• Given records
___

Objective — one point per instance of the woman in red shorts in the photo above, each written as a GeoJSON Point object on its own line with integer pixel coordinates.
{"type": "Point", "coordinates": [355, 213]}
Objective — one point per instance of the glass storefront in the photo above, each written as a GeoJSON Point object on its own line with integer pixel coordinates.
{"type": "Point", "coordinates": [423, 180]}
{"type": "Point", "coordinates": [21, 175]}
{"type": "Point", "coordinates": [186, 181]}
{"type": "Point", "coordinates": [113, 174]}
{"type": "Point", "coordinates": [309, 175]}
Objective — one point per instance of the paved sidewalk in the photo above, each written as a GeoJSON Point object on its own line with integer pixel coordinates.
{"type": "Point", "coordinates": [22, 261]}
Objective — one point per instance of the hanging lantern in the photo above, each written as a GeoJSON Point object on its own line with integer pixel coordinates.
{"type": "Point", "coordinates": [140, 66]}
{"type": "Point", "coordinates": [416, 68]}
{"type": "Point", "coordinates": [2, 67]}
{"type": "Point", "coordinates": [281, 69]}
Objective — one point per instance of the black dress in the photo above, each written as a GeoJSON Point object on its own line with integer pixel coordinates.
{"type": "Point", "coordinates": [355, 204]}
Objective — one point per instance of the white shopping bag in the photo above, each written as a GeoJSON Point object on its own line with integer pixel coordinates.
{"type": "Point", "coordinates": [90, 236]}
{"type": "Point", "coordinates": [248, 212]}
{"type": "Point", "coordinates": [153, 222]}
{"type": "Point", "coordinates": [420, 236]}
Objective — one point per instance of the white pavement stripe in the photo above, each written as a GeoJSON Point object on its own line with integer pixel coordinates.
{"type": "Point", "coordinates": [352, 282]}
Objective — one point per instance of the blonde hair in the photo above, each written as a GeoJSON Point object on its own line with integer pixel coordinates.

___

• Required work
Write out the whole listing above, keeping each line exactly as it is.

• Result of the exercise
Objective — one point per instance of the woman in red shorts in the photo above, each written as a GeoJSON Point object on its own line with integer pixel coordinates.
{"type": "Point", "coordinates": [355, 213]}
Objective — one point per instance of the glass storefront in the photo above, each written as a GeoJSON Point object on its own line with integer pixel coordinates.
{"type": "Point", "coordinates": [423, 180]}
{"type": "Point", "coordinates": [21, 175]}
{"type": "Point", "coordinates": [186, 181]}
{"type": "Point", "coordinates": [113, 174]}
{"type": "Point", "coordinates": [309, 175]}
Objective — one point per instance of the paved sidewalk in the photo above, each written as a GeoJSON Point object on its own line with integer pixel coordinates.
{"type": "Point", "coordinates": [22, 261]}
Objective — one point per instance of the hanging lantern in the photo above, each written as a GeoJSON Point object on its own line with integer pixel coordinates.
{"type": "Point", "coordinates": [140, 66]}
{"type": "Point", "coordinates": [416, 68]}
{"type": "Point", "coordinates": [2, 67]}
{"type": "Point", "coordinates": [281, 69]}
Objective — one point per instance of the black dress in the photo above, each written as a GeoJSON Point object on its own line with integer pixel coordinates.
{"type": "Point", "coordinates": [355, 204]}
Objective — one point per instance of the white shopping bag in the photo above, each written as a GeoJSON Point object on its own line with integer pixel coordinates.
{"type": "Point", "coordinates": [90, 236]}
{"type": "Point", "coordinates": [248, 212]}
{"type": "Point", "coordinates": [153, 222]}
{"type": "Point", "coordinates": [420, 236]}
Objective — one point per instance of the white pavement stripe in the photo above, each written as a GeoJSON Point object on its own line with integer pixel coordinates.
{"type": "Point", "coordinates": [352, 282]}
Objective — one point per instance of the blonde hair in the photo above, each written as a GeoJSON Point object on its own line with integer pixel coordinates.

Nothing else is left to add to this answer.